# EXERCISE AIM
Copy out all of the data below with every "Annotation task" swapped for "Labeling job" and nothing else altered. Omit the pictures from your copy.

>> BEGIN DATASET EXCERPTS

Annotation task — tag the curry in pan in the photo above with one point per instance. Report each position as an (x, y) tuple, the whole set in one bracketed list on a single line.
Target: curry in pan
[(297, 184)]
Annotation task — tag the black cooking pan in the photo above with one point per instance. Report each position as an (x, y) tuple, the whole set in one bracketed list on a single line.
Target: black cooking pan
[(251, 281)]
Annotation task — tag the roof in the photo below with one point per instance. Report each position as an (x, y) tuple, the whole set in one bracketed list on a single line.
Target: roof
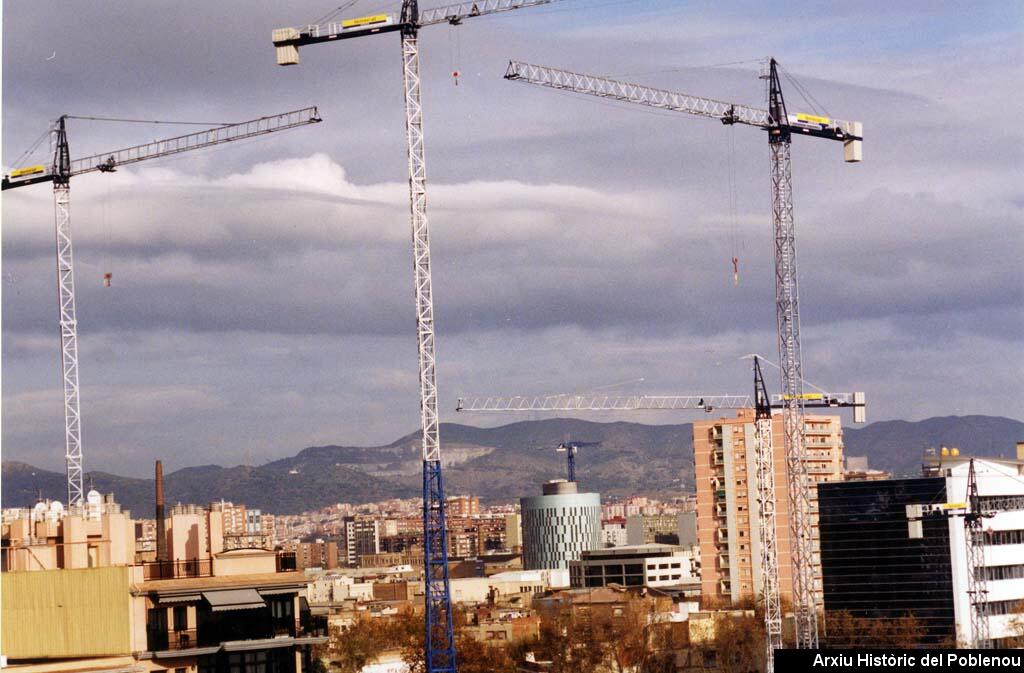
[(193, 584), (233, 599)]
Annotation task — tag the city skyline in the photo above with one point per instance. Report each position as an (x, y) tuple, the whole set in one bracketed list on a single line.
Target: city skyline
[(260, 299)]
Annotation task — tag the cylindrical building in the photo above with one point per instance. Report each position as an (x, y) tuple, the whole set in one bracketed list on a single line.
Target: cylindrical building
[(559, 526)]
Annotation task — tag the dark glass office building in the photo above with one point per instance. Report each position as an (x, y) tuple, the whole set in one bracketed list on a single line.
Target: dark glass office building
[(870, 564)]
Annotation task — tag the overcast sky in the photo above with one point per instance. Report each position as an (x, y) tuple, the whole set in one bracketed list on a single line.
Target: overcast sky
[(261, 296)]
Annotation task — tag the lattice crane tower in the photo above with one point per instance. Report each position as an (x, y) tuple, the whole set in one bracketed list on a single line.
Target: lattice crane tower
[(439, 639), (60, 172)]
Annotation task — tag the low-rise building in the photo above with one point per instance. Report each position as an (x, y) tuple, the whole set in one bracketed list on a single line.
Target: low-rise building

>> END DATASET EXCERPTS

# EXERCISE SOLUTION
Labeling job — tag the curry in pan in the photo above with one point per instance. Report each position as an (x, y) tuple, the whole set in one bracketed list on a single line.
Target: curry in pan
[(297, 184)]
Labeling job — tag the black cooking pan in the photo above with one point per instance. Report each position as an (x, y) tuple, the whole set in one bracketed list on a single line.
Target: black cooking pan
[(251, 281)]
Labeling job — tag the roof in the photo below with one point per instance. Report each position as an (x, y) tuple, the whole set in one bracketed list on a single line.
Target: roof
[(193, 584), (233, 599)]
Labeling job — tag the city skyline in the photo above with one point per instance. Report each position as an (x, y) tuple, the whole set in one bracketed list on a single line.
Target: city skyline
[(260, 299)]
Labeling job — tag the cylindrical building in the photo above with one point per instance. Report each position as an (x, y) tuple, the whole set in one bracketed list on a single line.
Target: cylindrical building
[(559, 526)]
Labeling job — tag the dark glass office building in the photo above with one point per instance. Report each position as an (x, y) tuple, the whole set in one bracketed list on a single line.
Target: dark glass office building
[(870, 564)]
Labeling job — tag the overcast sky in the photo above with one point per instance. Report each position as an (x, y) tuple, the whole set in one bracketed list on a single line.
Target: overcast sky
[(261, 296)]
Labeling job — tag the lattice crane tower in the photo above with one point per instance. Report each position as an (x, y) tuple, the whole set in one bracketed list on a single line.
Target: lattice crane tower
[(439, 639), (60, 172)]
Labeling job — tag the low-rise building in the photo above with one point per instance. Report each position as an (x, y) tuple, the whole set in one bracketed list on a single line.
Target: low-rise building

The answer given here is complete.